Text provided:
------------------------------

Against the advice of some of his closest advisers, King took time out from organizing the Poor People's Campaign to travel to Memphis, to help with a month-long strike of the city's 1,300 mostly African-American sanitation workers. He felt obliged to Reverend James Lawson who asked King for assistance against a recalcitrant local white power structure. Lawson had been a solid ally of King and the Southern Christian Leadership Conference (SCLC) going back to the 1950s.
Three days before his sermon in Washington, on March 28, 1968, King had led about 15,000 people on a march through downtown Memphis in solidarity with the striking garbage workers. The demonstration quickly degenerated into violence after young blacks at the rear began smashing windows and fighting with police. Tension had been rising since an altercation earlier that day between police and black teenagers. There is evidence that some of those who turned violent were agent provocateurs working for J. Edgar Hoover's FBI. King had to be whisked away from the scene in a passing car that aides flagged down. When the riot was over, one black youth had been shot and killed by police, sixty people were injured, and 4,000 Tennessee National Guardsmen closed off the central city.
On April 3, 1968, a night of hurricane-force winds and severe storm warnings throughout the South, King spoke to an audience of about 3,000 who crammed into the Mason Temple in Memphis. He was pained that the media had only focused on the violence of the previous protest. The press, he said, "very seldom got around to mentioning the fact that 1,300 sanitation workers were on strike, and that Memphis is not being fair to them." King closed his address with a prescient glimpse at his own destiny: "I've seen the Promised Land," he thundered. "I may not get there with you. But I want you to know tonight, that we, as a people, will get to the Promised Land." The elated audience leapt to its feet and punctuated each phrase with cheers and affirmations. King continued, perspiration beading on his brow, his speech reaching an emotional crescendo. "And I'm happy, tonight. I'm not worried about anything. I'm not fearing any man. Mine eyes have seen the glory of the coming of the Lord!" He pulled himself back from the lectern and plopped down on a chair as well wishers surrounded him, reaching out to touch him.

------------------------------

Exercise 1: Write out the part of the Memphis text starting at "Against the advice" and ending at "to the 1950s.".

Object position labeling records:
------------------------------

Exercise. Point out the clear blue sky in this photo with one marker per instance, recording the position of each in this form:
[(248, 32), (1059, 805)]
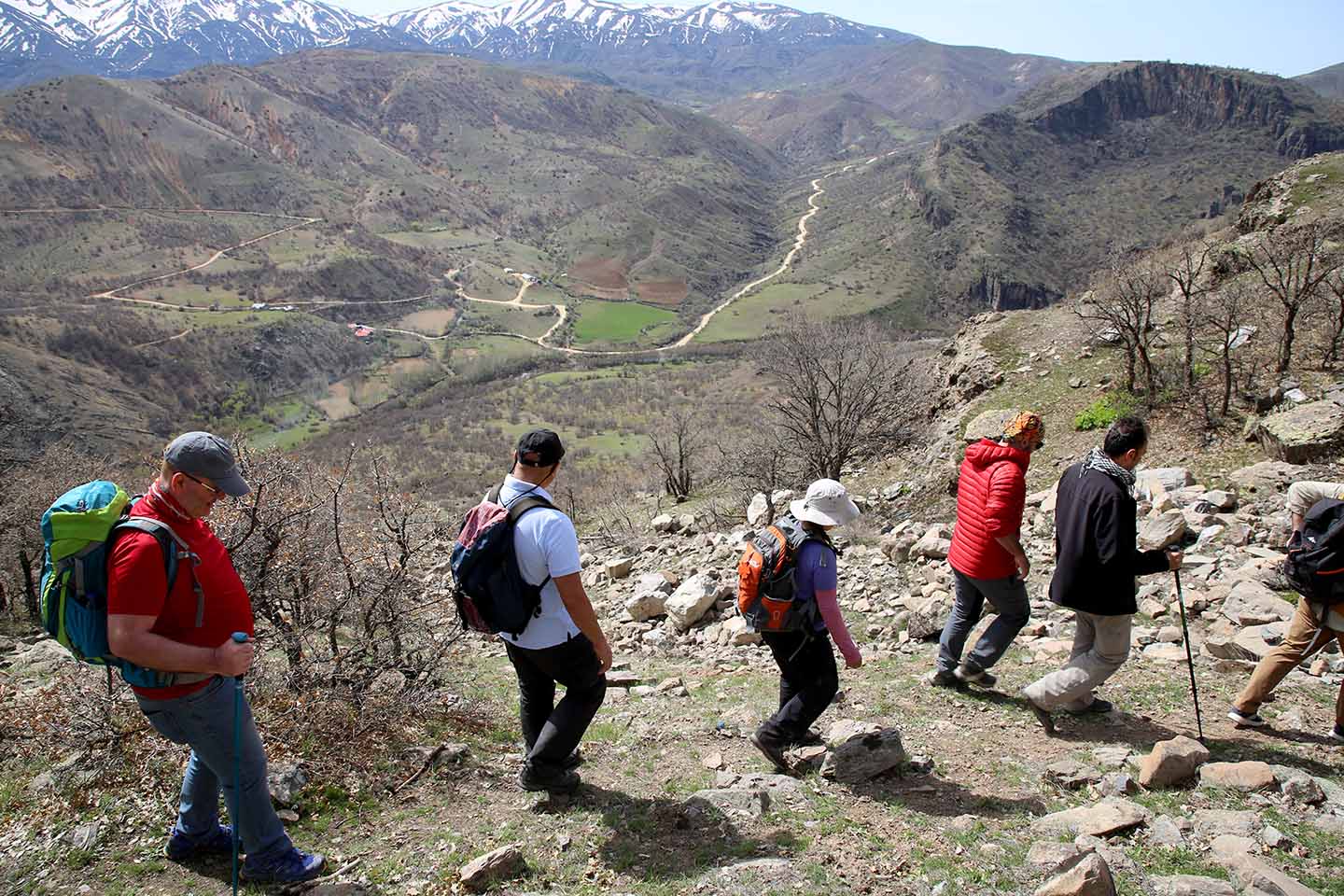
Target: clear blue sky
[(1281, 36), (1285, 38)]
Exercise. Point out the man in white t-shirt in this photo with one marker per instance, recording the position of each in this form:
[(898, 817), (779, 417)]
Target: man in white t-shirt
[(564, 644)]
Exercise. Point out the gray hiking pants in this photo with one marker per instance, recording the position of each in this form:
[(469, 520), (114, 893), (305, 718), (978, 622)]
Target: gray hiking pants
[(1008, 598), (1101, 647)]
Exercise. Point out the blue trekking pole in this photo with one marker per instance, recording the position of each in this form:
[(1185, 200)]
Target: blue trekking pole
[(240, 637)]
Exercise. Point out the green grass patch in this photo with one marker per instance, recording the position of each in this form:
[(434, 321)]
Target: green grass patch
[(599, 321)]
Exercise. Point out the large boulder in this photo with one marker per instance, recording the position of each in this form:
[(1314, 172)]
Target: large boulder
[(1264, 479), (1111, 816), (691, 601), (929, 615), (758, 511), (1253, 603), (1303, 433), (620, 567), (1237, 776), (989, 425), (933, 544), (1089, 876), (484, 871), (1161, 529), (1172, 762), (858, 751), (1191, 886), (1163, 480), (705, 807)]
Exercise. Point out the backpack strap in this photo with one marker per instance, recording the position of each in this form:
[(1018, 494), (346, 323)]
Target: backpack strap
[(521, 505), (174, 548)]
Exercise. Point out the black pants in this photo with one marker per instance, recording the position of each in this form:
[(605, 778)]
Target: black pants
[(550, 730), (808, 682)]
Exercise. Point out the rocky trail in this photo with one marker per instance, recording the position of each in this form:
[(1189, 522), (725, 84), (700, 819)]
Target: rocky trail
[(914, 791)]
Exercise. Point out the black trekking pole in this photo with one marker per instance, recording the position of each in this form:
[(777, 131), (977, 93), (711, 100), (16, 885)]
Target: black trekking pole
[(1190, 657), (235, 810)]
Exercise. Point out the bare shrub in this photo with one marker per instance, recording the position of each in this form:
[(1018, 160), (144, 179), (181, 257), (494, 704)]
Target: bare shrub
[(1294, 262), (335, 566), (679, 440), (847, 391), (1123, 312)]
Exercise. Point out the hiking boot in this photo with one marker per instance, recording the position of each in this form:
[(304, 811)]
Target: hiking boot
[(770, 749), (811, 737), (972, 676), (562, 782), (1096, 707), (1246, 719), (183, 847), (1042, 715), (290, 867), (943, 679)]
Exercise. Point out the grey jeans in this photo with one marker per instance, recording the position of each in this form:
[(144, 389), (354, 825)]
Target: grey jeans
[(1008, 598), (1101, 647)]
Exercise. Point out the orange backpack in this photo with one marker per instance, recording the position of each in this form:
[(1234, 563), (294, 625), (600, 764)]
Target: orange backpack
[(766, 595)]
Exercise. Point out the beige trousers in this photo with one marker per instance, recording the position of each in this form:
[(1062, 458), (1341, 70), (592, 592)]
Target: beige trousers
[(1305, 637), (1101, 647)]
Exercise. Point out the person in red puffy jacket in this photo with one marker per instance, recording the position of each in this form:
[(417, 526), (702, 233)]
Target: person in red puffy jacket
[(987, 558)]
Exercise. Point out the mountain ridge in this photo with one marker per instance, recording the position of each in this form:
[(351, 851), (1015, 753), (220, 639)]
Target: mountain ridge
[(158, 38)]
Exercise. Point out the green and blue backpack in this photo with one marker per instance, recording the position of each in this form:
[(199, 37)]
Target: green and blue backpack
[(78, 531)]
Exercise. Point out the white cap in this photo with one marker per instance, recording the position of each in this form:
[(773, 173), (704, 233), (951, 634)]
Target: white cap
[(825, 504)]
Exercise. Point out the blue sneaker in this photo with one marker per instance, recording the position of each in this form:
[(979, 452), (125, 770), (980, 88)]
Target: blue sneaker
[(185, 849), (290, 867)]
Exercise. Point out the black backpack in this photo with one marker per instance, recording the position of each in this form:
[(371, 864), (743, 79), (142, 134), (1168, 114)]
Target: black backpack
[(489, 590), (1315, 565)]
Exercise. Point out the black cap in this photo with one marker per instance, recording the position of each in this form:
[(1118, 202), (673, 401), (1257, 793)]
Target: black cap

------------------------------

Exercise 2: Edit the records starting at the line that contains "Exercise. Point out the black trekking" and ending at the line that contains "[(766, 595)]", replacing "bare shrub" with "leafless bush" and leaving everything else unchanged. Give back only those lines.

Expected answer 1:
Against the advice of some of his closest advisers, King took time out from organizing the Poor People's Campaign to travel to Memphis, to help with a month-long strike of the city's 1,300 mostly African-American sanitation workers. He felt obliged to Reverend James Lawson who asked King for assistance against a recalcitrant local white power structure. Lawson had been a solid ally of King and the Southern Christian Leadership Conference (SCLC) going back to the 1950s.

Expected answer 2:
Exercise. Point out the black trekking pole in this photo with one marker per instance, recording the position of each in this form:
[(777, 131), (977, 93), (711, 100), (16, 885)]
Target: black trekking pole
[(1190, 657), (235, 810)]
Exercise. Point out the leafless bush in this photo with one marker per instance, recording the position of each in this form:
[(1018, 160), (144, 179), (181, 257), (494, 704)]
Target: leafless bush
[(1294, 262), (335, 566), (679, 440), (847, 391), (1123, 312)]
Exercise. Point out the hiking boot in this photo with one marker per instance, recording the position of each in this form:
[(304, 811)]
Target: hiking boot
[(770, 749), (811, 737), (972, 676), (562, 782), (1096, 707), (1246, 719), (183, 847), (1042, 715), (290, 867), (943, 679)]
Exercise. Point out the grey jeans in this photo with one marker per instance, recording the position of each in this form:
[(144, 389), (354, 825)]
Target: grey jeans
[(1008, 598), (1101, 647)]
Exercise. Point out the orange backpack in this photo with one marker per instance, recording the position of each in this form:
[(1234, 563), (294, 625), (600, 764)]
Target: orange backpack
[(766, 595)]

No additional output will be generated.